**STATED PROBLEM**. Repeat the material in full. Keep every line exactly as it is.

**Raw records**.
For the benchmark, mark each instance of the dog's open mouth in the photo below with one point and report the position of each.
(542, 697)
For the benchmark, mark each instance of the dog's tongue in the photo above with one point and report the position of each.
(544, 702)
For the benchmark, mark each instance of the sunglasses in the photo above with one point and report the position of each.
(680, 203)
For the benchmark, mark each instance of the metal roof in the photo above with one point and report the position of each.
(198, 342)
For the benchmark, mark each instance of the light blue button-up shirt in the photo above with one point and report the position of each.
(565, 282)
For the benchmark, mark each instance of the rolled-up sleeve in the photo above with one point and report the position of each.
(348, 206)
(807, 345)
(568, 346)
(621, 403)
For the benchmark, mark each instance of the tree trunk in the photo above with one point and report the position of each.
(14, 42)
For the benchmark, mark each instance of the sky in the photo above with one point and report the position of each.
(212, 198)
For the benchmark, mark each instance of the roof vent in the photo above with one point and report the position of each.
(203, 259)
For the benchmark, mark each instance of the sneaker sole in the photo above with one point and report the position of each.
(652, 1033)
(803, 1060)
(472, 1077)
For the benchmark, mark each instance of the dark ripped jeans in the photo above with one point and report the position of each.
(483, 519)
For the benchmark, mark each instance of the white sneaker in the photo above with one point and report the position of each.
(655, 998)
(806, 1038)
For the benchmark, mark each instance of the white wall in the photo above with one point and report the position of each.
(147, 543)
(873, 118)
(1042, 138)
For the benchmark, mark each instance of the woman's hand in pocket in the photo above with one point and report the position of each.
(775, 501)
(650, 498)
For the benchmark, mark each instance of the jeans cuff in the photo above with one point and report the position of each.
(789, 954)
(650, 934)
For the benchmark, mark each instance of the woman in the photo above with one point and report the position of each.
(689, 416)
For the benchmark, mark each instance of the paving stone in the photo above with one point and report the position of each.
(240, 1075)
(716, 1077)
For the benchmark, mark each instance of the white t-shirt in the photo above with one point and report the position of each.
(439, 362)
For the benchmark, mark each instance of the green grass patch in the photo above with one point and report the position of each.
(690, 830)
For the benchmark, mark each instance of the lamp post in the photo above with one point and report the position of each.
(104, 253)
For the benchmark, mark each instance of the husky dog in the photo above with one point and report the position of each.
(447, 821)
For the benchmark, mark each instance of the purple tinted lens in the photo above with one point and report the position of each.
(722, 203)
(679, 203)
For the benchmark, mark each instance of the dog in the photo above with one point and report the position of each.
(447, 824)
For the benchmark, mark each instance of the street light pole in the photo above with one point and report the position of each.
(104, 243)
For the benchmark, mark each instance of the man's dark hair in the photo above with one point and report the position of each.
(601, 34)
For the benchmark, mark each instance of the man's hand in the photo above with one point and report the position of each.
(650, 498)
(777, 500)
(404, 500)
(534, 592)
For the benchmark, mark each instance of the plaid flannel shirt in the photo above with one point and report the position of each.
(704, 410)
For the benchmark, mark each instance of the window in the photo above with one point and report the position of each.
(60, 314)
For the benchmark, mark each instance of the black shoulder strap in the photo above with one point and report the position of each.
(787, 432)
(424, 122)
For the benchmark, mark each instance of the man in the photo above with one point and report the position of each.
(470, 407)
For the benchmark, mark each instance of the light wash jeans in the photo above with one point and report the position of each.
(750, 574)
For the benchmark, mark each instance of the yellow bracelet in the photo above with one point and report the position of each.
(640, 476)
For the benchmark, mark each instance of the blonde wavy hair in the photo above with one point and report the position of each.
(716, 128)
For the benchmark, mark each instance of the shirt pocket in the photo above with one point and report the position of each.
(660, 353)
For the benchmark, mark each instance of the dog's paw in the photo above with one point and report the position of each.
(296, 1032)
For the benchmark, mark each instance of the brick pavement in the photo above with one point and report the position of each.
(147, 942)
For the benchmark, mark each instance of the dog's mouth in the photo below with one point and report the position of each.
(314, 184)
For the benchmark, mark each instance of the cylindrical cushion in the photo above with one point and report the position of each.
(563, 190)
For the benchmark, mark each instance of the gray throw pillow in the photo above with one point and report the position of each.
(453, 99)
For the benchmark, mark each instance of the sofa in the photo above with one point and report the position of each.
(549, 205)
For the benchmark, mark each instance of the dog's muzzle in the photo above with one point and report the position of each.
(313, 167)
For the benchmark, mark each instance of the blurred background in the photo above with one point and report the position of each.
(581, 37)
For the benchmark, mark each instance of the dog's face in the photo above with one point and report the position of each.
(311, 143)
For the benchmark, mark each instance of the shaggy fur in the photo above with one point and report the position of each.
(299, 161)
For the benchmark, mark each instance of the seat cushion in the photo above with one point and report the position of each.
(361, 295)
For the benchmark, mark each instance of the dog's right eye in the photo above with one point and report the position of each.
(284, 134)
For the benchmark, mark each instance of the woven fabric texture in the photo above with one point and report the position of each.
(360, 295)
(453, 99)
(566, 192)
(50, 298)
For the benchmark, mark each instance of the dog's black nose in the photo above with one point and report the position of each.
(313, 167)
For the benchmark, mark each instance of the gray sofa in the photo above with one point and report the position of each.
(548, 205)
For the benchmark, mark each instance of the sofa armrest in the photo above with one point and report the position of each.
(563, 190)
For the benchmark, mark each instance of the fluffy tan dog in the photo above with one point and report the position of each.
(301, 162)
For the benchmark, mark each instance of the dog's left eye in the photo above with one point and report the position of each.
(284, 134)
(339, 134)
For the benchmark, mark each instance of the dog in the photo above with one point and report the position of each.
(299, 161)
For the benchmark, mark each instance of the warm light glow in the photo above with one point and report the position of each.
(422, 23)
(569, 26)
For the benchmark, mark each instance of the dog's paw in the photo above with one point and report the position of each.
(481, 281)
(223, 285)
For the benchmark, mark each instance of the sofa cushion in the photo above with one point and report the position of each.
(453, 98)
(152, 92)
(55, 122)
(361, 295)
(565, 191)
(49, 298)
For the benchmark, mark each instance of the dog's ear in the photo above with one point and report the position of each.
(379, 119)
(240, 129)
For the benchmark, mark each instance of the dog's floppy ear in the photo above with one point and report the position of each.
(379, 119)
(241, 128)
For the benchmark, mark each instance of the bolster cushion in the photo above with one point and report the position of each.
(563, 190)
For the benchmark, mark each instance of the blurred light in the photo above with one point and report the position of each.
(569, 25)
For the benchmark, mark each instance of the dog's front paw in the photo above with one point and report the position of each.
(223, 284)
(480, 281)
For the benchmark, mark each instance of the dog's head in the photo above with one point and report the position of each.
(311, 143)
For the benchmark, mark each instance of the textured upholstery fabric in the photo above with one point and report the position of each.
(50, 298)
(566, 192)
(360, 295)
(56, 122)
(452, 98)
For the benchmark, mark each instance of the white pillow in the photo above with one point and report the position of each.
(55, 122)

**WRITTEN SOLUTION**.
For the benchmark, mark each instance of the dog's open mouth in the photo below with one point and report the position of each.
(542, 697)
For the benchmark, mark each instance of the dog's tongue in the photo above with one point and report the position of each.
(544, 702)
For the benchmark, mark each instance of the sunglasses in the photo above with one point and report the position of each.
(680, 203)
For the benchmark, mark each instance of the metal roof in the photo above with one point and report the position of each.
(198, 342)
For the benchmark, mark each instance of the light blue button-up shirt in the photo above with one point and report the position of each.
(565, 282)
For the benchmark, mark each instance of the rolled-up sleeve in the photo above with one point and report the position of each.
(348, 206)
(807, 345)
(568, 346)
(621, 403)
For the benchmark, mark each instance of the tree trunk in the photo above with one point and report the position of each.
(14, 42)
For the benchmark, mark each instance of the sky in the photo above with one point and report the position of each.
(212, 198)
For the benchmark, mark each instance of the roof vent in the photo above with one point and report the position of each.
(203, 259)
For the benchmark, mark each instance of the sneaker sole in the photo above with one point and report the position of each.
(652, 1033)
(803, 1060)
(472, 1077)
For the benchmark, mark each instance of the dark ripped jeans in the photo above with one point and report the position of each.
(483, 519)
For the benchmark, mark each instance of the white sneaker in the photo above with one point and report the position of each.
(655, 998)
(806, 1038)
For the benchmark, mark each instance of the white wall in the photo above with one point and report the position of each.
(147, 543)
(873, 118)
(1042, 138)
For the benchmark, mark each instance of the woman's hand in pocket in the photo above with one point and report the position of each.
(775, 501)
(650, 498)
For the benchmark, mark each instance of the jeans cuff in the photo above with one point and report the position of each.
(789, 954)
(650, 934)
For the benchmark, mark each instance of the woman in the photo above with one point and report the position of each.
(689, 416)
For the benchmark, mark each instance of the paving stone in the photo above with one point and report the position of each.
(240, 1075)
(716, 1077)
For the benchmark, mark each instance of the white t-shirt in the photo above with one point and report the position of each.
(439, 362)
For the benchmark, mark each instance of the green grass patch in the photo above with one point and report the position of each.
(690, 830)
For the benchmark, mark each instance of the lamp post in the photo above with one point and report the position of each.
(104, 253)
For the benchmark, mark each instance of the husky dog in the photo above with one point and report the position of each.
(447, 821)
For the benchmark, mark each instance of the purple tinted lens in the photo above with one point and report the position of each.
(722, 203)
(679, 203)
For the benchmark, mark each instance of the dog in the photo above with one point and report the position of each.
(447, 824)
For the benchmark, mark each instance of the street light pole in the photo above with one point and report the position of each.
(104, 243)
For the benchmark, mark each instance of the man's dark hair in the photo above with one point and report the position of each.
(601, 34)
For the benchmark, mark each instance of the man's hand in the photo above with one point and report the position of each.
(650, 498)
(777, 500)
(404, 500)
(534, 592)
For the benchmark, mark each instance of the plaid flannel shirt in the photo above with one point and report the position of each.
(704, 410)
For the benchmark, mark each instance of the window in the photo above with one point and report the position of each.
(60, 314)
For the benchmark, mark each instance of the black shoulder strap in the photo above with one point and report the position of each.
(787, 432)
(424, 122)
For the benchmark, mark each instance of the man in the photo above with one point and report the position of each.
(470, 407)
For the benchmark, mark each instance of the light wash jeans in the photo above with one point and report the position of each.
(750, 574)
For the benchmark, mark each instance of the yellow bracelet in the photo above with one point and report the position of each.
(640, 476)
For the benchmark, mark each instance of the blonde wavy hair in the photo above with one point and report the position of each.
(716, 128)
For the benchmark, mark each instance of the shirt pocket in the photo above with one point and report the position of each.
(660, 353)
For the benchmark, mark each instance of the dog's paw in the photo above with one point and report the position of each.
(296, 1032)
For the benchmark, mark each instance of the brick pavement in the photo above with one point and report the position of each.
(147, 942)
For the benchmark, mark each instance of the dog's mouth in the photo below with one point and report the position of each.
(314, 184)
For the benchmark, mark each instance of the cylindrical cushion in the photo above with one point and report the position of each.
(563, 190)
For the benchmark, mark each instance of the gray throw pillow in the photo above with one point and report the position of each.
(453, 99)
For the benchmark, mark each instance of the sofa in the photo above with one point and report the position of each.
(549, 205)
For the benchmark, mark each instance of the dog's muzzle in the photo above with one point and report the position of each.
(313, 167)
For the benchmark, mark each instance of the blurred background in the photo above with one point and report the position of each.
(581, 37)
For the benchmark, mark each instance of the dog's face in the photo above with one point and report the position of each.
(311, 143)
For the benchmark, mark each instance of the shaggy fur in the photo above with one point and report the position of each.
(299, 161)
For the benchmark, mark each instance of the seat cushion in the photo above with one point and report the position of each.
(361, 295)
For the benchmark, mark each instance of the dog's right eye in the photo above with one point and report the position of each.
(284, 134)
For the benchmark, mark each instance of the woven fabric texture in the photo above with one point and report the position of each.
(360, 295)
(453, 99)
(566, 192)
(50, 298)
For the benchmark, mark each instance of the dog's black nose in the photo above with one point and report the position of each.
(313, 167)
For the benchmark, mark each instance of the gray sofa in the photo above with one point and report the position of each.
(548, 205)
For the benchmark, mark each instance of the sofa armrest in the photo above with one point and report the position of each.
(563, 190)
For the benchmark, mark each instance of the fluffy tan dog in the photo above with one point and report the position of each.
(301, 162)
For the benchmark, mark each instance of the dog's left eye in the photo above with one point and report the position of each.
(284, 134)
(339, 134)
For the benchmark, mark each instance of the dog in the photo above with one point and report the position of each.
(299, 161)
For the benchmark, mark each instance of the warm light glow in the photo above with one point and report the position of each.
(422, 23)
(569, 26)
For the benchmark, mark each instance of the dog's paw in the photo above with one point and report the position of each.
(481, 281)
(223, 285)
For the benchmark, mark each instance of the sofa cushion in the photo above with one point and report the position of each.
(453, 98)
(152, 92)
(55, 122)
(361, 295)
(565, 191)
(49, 298)
For the benchmark, mark each instance of the dog's ear in the photo above with one point and report the position of each.
(379, 119)
(240, 129)
For the benchmark, mark each instance of the dog's floppy ear in the photo above with one point and report the position of each.
(379, 119)
(241, 128)
For the benchmark, mark each instance of the bolster cushion in the photo above with one point and report the position of each.
(563, 190)
For the benchmark, mark each instance of the blurred light in the photo above with one point and report the position of each.
(569, 25)
For the benchmark, mark each instance of the dog's front paw in the photo above with one point and report the position of each.
(223, 284)
(480, 281)
For the benchmark, mark each instance of the dog's head in the photo above with one point and report the position of each.
(311, 143)
For the benchmark, mark each instance of the textured upholstery fabric in the photo above with one point and report the position of each.
(50, 298)
(566, 192)
(360, 295)
(56, 122)
(452, 98)
For the benchmark, mark each instance of the white pillow in the photo above with one point and report the position of each.
(55, 122)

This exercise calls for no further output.